### Work to do
Reproduce every one of the records below line for line, with no changes to any text or number.

* Start Dataset records *

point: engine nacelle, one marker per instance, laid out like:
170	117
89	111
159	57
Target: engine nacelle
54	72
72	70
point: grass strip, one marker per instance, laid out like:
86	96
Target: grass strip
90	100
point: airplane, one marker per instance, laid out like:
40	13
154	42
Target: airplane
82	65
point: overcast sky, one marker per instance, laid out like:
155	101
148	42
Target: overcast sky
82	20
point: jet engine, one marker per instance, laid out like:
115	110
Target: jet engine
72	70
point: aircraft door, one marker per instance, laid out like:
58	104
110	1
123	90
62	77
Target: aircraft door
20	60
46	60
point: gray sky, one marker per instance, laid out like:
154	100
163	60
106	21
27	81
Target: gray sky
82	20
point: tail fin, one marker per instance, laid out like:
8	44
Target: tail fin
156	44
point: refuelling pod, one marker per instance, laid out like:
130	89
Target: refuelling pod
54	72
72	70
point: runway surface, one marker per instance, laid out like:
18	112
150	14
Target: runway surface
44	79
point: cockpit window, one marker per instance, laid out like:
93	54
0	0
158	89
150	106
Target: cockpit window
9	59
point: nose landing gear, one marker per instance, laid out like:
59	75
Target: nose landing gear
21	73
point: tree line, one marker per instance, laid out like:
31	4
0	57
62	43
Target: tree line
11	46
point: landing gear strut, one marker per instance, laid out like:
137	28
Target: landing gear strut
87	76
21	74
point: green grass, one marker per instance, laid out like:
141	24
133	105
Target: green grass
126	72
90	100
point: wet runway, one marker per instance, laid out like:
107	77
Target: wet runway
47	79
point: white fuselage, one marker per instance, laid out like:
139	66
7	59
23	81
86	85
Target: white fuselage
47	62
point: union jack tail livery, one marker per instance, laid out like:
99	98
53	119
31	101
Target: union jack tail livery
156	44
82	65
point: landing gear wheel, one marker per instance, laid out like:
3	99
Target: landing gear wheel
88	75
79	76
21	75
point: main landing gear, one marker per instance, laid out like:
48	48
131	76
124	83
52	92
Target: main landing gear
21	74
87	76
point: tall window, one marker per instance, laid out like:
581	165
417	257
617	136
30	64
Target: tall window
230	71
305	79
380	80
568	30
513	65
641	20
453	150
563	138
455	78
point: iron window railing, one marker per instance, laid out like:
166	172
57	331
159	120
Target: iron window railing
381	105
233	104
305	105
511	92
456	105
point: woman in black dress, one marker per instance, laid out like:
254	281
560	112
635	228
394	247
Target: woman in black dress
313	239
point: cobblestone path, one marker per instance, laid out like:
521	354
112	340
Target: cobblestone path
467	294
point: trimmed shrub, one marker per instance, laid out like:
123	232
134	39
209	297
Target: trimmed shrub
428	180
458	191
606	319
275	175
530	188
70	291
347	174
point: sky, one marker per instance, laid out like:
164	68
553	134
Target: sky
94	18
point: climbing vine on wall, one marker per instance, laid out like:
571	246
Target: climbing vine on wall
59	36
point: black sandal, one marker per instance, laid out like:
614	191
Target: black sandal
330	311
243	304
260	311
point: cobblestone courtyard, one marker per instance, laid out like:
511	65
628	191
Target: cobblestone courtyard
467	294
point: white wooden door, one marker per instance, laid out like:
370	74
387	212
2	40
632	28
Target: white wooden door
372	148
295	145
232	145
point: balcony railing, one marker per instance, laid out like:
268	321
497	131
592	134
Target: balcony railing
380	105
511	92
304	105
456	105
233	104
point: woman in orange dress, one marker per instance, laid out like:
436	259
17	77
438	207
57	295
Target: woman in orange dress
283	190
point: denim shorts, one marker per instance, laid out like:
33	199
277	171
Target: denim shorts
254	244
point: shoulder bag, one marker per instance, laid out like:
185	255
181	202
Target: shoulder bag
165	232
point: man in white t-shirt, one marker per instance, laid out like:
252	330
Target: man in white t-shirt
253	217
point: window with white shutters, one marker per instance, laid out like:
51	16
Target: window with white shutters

* End Dataset records *

### Worked answer
point: engine nacelle, one marker per instance, laid out like:
170	117
89	111
159	57
Target: engine nacelle
54	72
72	70
point: grass strip, one marker per instance, laid out like:
86	96
Target: grass strip
90	100
point: airplane, one marker per instance, laid out like:
40	13
154	42
Target: airplane
82	65
point: overcast sky, one marker per instance, laid out like:
155	101
148	42
Target: overcast sky
82	20
point: jet engine, one marker per instance, laid out like:
115	110
Target: jet engine
72	70
point: aircraft door, one marker per instance, laid out like:
58	104
110	1
123	90
62	77
Target: aircraft door
20	60
46	60
point: gray sky, one marker per instance, laid out like:
154	100
163	60
106	21
27	81
Target: gray sky
82	20
point: tail fin, one marker per instance, laid out like:
8	44
Target: tail fin
156	44
point: refuelling pod, one marker per instance, laid out like:
130	89
Target: refuelling pod
54	72
72	70
point: runway surface, one marker per instance, laid out like:
18	112
150	14
Target: runway surface
44	79
point: cockpit window, one marker per instance, laid out like:
93	54
0	0
158	89
150	106
Target: cockpit window
9	59
point: nose landing gear, one marker per instance, laid out like:
59	75
Target: nose landing gear
21	73
point: tree line, one marker per instance, laid out like:
31	4
0	57
62	43
Target: tree line
11	46
point: landing gear strut, one marker per instance, laid out like:
137	28
Target: landing gear strut
87	76
21	74
point: green grass, one marker per instance, laid out like:
141	24
133	105
Target: green grass
126	72
90	100
point: wet runway, one marker per instance, laid out like:
107	77
Target: wet runway
47	79
point: white fuselage, one marker per instance, laid out like:
139	66
7	59
23	81
86	85
Target: white fuselage
47	62
point: union jack tail livery, one marker per instance, laid out like:
99	98
53	119
31	101
Target: union jack tail livery
156	44
82	65
point: landing gear wheel, one marker per instance, laid out like:
3	99
Target: landing gear wheel
88	75
79	76
21	75
point: main landing gear, one marker per instance, laid out like:
48	48
131	76
124	83
52	92
Target: main landing gear
21	74
87	76
point: tall window, one marker per instance, laid out like:
581	165
417	257
617	136
30	64
Target: tall window
230	71
305	79
380	80
568	30
513	65
641	20
453	150
563	138
455	78
point: iron window railing, one marker per instance, laid out like:
166	172
57	331
159	120
Target: iron window railing
381	105
233	104
305	105
511	92
456	105
point: woman in black dress, one marker per instance, laid out like:
254	281
560	112
635	228
394	247
Target: woman in black dress
313	239
point: cobblestone path, one marker per instance, laid out like:
521	354
112	340
Target: cobblestone path
467	294
point: trimmed shrub, one marker per instance, laid out like:
123	232
134	39
209	297
Target: trimmed shrub
428	180
458	191
606	319
275	175
530	188
70	291
347	174
point: sky, one marker per instance, laid out like:
164	68
553	134
Target: sky
94	18
point: climbing vine on wall, one marker per instance, laid out like:
571	246
Target: climbing vine on wall
59	36
point: black sandal, one marker per instance, laid out like:
614	191
Target: black sandal
330	311
243	304
260	311
point: cobblestone courtyard, one marker per instance, laid out like:
511	65
628	191
Target: cobblestone courtyard
467	294
point: white wooden door, one marker per instance, laid out like:
370	74
387	212
2	40
632	28
Target: white wooden door
372	148
295	145
232	145
point: balcony railing, one marker per instance, laid out like:
268	321
497	131
592	134
Target: balcony railing
380	105
511	92
304	105
456	105
233	104
point: woman in orange dress, one marker per instance, laid out like:
436	259
17	77
438	207
57	295
Target: woman in orange dress
283	190
point: denim shorts, one marker per instance, laid out like:
33	199
277	171
Target: denim shorts
254	244
point: shoulder bag, one marker per instance, laid out like:
185	255
181	202
Target: shoulder bag
165	232
point: man in white t-shirt, one marker per instance, laid out like:
252	330
Target: man in white t-shirt
253	217
point: window with white shutters, one marker per instance, laid out like:
51	16
Target: window with white shutters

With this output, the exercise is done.